List of tasks:
1 – According to the Wolfshirts review, where and when does the show play?
2 – Print the part of the Wolfshirts review starting with "The humor, as" and going on through "worth of material.".

Selected extract:

The humor, as anyone knows who has seen them perform, is quite irreverent. For instance, there's the aforementioned soup sketch, played as though it were an afterthought that became a sketch in itself. The subject is one sketch member's addiction to soup and his attempts to wean himself off it. Like the Seinfeld cast, Hopper, Kushner, and Still know how to carry off a scene, turning nothing into something.
Their timing is also impeccable. They can pace a scene so that they take the joke out just far enough, without it dying on them and the audience. (Hopper, in particular, offers some priceless double takes and line readings.) Given that the sketches are written and rehearsed in advance, the show is quite well paced; it's a shame they couldn't have added another 10 or 15 minutes' worth of material.
One funny scene has a member of the group bringing home a girlfriend to meet his father. The girlfriend turns out to be Helen Keller, who, disabilities aside, is quite the chatterbox, inviting "herself" to feast on a rather disgusting glazed doughnut. Another highlight finds the members of Kindness and some additional cast members in a video sending up the montage in the film Magnolia where the characters sing Aimee Mann's song "Wise Up." Each of the three performers has an amazing presence, with the perfect combination of disciplined rehearsal and agility on one's feet.
The jokes in Wolfshirts meander; they are not predictable and do not follow any standard setup. Occasionally, there isn't even a punch line; the scene just goes black, and then the audience laughs. It takes a few seconds for the sketch's humor to register, but when it does, the audience laughs. And oh, how they laugh.
Wolfshirts plays at the People's Improv Theater on Tuesdays at 9:30 p.m. through the end of August.

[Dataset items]

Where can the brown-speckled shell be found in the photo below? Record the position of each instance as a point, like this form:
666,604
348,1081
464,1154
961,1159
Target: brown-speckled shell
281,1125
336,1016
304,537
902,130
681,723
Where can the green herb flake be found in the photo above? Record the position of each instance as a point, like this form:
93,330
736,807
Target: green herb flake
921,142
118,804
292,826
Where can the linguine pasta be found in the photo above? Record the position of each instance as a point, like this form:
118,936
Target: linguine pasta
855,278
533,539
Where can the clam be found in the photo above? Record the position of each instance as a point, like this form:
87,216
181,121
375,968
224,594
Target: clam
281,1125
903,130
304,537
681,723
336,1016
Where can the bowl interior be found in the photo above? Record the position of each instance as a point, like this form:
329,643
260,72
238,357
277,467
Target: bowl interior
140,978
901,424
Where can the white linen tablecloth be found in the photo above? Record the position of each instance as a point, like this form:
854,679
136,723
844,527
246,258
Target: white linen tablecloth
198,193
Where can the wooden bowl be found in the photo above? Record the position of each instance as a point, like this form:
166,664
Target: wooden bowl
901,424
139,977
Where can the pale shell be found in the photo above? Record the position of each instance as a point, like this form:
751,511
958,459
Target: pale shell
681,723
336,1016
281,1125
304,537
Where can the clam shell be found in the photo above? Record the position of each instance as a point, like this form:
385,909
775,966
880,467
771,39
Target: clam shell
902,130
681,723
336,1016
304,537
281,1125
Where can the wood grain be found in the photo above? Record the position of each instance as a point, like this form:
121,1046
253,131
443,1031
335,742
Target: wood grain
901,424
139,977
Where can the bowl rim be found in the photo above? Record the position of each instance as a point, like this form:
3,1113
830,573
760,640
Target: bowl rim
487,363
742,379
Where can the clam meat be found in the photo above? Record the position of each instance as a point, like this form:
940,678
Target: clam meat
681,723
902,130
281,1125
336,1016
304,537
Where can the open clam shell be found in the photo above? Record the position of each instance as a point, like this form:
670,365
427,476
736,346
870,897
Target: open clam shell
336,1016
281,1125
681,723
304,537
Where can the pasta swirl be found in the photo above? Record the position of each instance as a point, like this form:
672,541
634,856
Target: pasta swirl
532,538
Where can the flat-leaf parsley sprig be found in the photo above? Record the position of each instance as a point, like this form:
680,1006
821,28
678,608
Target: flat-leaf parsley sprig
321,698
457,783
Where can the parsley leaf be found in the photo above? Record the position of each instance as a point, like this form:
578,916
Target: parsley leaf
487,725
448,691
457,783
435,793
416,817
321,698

Correct answers:
1 – At the People's Improv Theater on Tuesdays at 9:30 p.m. through the end of August.

2 –
The humor, as anyone knows who has seen them perform, is quite irreverent. For instance, there's the aforementioned soup sketch, played as though it were an afterthought that became a sketch in itself. The subject is one sketch member's addiction to soup and his attempts to wean himself off it. Like the Seinfeld cast, Hopper, Kushner, and Still know how to carry off a scene, turning nothing into something.
Their timing is also impeccable. They can pace a scene so that they take the joke out just far enough, without it dying on them and the audience. (Hopper, in particular, offers some priceless double takes and line readings.) Given that the sketches are written and rehearsed in advance, the show is quite well paced; it's a shame they couldn't have added another 10 or 15 minutes' worth of material.